**PAGE EXCERPT**
_ _ _ _ _
I would love to hear your thoughts on the likelihood of highly skewed AI's not being recognized as such. It doesn't seem straightforward to program specific biases into these things that don't crack under scrutiny, but I am far less qualified than you to opine on such matters.

Jay Roshe's avatar

Probably the most important task in the US is to ensure that primary voters (especially in the Republican party) choose acceptable, sane candidates. As long as the fringe crazies overwhelm in the primary, we're not safe.

Chasing Ennui's avatar

Interesting idea, but I'm going to train an LLM to say "it's not my job to educate you" and "I'm so tired!"

Max F Kummerow's avatar

But all tools can be used for good or bad purposes. Didn't we used to think that social media would promote democracy, justice, and the American way of life? Why can't the trainers of AI figure out how to make them into even more effective propaganda?

Max H's avatar

It’s a very fair question. The answer is that while it’s possible, it is a lot more difficult technologically speaking. Basically, to do that, you have to train it only on data that has your specific propagandistic slant, and that dataset is likely to be too small to produce a decent general chatBot - it will just sound way too dumb and janky compared to chatGpt. Nonetheless particularly determined individuals might try using LLMs to produce artificial propaganda-laced datasets big enough to subsequently train a whole new “shitBot”. But at least the way that the technology inherently works is kind of stacked against such attempts, while with social media it’s actually the exact opposite.

Future Curio's avatar

Great piece. Social media is a regular discussion in our house. In part because as well as older children all in their 30s and 40s. We have recently navigated our teenager son to 19 - that has meant a greater level of vigilance. We are very proud of him and he has pro social values and a curious but critical eye on political matters - studies int relations and politics. I also worked in mental health and have long believed that as Noah describes, there is something qualitatively different to discourse on social media to other forms of discourse we have seen.

Mark S. Carroll's avatar

This piece is doing something I wish more “AI will fix society” posts would do. It names the incentive stack that broke the internet, then asks what a counter incentive would need to look like.

My hang-up: “moderation” is not the same thing as “truth.” Convergence can mean shared reality, or it can mean a shared, confident hallucination that sounds polite. A Digital Cronkite only works if the product earns trust with citations, uncertainty, and auditability, not just a calmer tone.
_ _ _ _ _
**AVAILABLE DATA**
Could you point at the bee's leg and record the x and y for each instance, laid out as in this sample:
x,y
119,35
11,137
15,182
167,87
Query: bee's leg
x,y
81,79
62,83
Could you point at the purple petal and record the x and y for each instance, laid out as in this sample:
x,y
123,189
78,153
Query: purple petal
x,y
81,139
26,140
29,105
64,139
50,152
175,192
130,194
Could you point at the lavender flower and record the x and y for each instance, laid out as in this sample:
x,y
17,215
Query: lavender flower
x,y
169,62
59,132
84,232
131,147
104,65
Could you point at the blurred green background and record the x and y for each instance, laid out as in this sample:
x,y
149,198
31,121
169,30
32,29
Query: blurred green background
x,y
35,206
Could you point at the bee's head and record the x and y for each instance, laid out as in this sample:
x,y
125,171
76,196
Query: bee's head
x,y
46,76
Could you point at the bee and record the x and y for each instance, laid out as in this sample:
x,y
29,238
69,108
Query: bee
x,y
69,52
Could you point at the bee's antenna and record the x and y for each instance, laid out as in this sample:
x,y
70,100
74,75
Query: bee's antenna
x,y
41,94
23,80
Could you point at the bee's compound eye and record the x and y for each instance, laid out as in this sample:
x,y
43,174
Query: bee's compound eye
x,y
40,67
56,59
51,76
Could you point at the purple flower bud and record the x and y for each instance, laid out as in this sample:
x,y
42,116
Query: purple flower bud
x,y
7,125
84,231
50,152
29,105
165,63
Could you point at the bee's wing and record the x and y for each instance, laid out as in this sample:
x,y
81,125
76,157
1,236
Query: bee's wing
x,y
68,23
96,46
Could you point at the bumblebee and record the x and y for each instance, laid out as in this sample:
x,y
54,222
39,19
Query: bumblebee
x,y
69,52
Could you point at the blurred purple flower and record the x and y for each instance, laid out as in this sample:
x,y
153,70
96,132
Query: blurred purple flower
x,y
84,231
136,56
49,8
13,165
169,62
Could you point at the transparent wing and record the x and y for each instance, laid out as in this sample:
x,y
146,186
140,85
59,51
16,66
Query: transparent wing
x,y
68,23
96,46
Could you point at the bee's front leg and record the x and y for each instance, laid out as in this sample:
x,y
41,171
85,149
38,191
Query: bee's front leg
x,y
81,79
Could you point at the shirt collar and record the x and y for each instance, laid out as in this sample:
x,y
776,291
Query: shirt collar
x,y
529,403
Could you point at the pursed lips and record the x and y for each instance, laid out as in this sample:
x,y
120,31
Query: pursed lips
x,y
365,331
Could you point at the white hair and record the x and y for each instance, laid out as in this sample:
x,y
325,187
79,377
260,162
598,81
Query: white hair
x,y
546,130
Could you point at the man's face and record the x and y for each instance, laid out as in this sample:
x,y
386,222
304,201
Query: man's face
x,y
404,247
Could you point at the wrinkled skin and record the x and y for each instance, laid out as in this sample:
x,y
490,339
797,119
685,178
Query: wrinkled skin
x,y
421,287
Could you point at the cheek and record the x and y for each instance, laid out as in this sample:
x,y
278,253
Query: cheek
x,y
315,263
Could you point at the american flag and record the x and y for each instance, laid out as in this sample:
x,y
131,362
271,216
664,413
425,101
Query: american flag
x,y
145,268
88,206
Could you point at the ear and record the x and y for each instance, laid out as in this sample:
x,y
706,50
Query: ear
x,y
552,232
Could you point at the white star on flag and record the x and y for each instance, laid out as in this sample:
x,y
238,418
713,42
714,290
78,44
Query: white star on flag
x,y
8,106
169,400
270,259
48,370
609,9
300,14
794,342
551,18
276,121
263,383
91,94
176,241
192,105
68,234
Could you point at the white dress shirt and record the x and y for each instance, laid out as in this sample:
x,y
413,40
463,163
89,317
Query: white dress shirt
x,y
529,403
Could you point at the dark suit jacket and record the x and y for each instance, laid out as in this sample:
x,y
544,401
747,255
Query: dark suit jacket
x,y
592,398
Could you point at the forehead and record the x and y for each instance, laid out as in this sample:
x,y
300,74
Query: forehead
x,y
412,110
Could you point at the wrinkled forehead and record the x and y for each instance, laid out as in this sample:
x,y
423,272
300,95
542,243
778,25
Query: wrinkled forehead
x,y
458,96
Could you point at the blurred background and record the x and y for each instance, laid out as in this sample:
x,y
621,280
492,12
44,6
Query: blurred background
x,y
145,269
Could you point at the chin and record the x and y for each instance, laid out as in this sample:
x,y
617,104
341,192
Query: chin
_ _ _ _ _
**REQUIRED ACTION 1**
In the comment thread, what three things does Mark S. Carroll say a Digital Cronkite must earn trust with?
**REQUIRED ACTION 2**
List every name that appears with an avatar in the comment thread.
**REQUIRED ACTION 3**
From the comment thread, return the text between "Future Curio's avatar" and "we have seen.", inclusive.
You won't need the listing for this.

**YOUR RESPONSE 1**
Citations, uncertainty, and auditability.

**YOUR RESPONSE 2**
Jay Roshe
Chasing Ennui
Max F Kummerow
Max H
Future Curio
Mark S. Carroll

**YOUR RESPONSE 3**
Future Curio's avatar

Great piece. Social media is a regular discussion in our house. In part because as well as older children all in their 30s and 40s. We have recently navigated our teenager son to 19 - that has meant a greater level of vigilance. We are very proud of him and he has pro social values and a curious but critical eye on political matters - studies int relations and politics. I also worked in mental health and have long believed that as Noah describes, there is something qualitatively different to discourse on social media to other forms of discourse we have seen.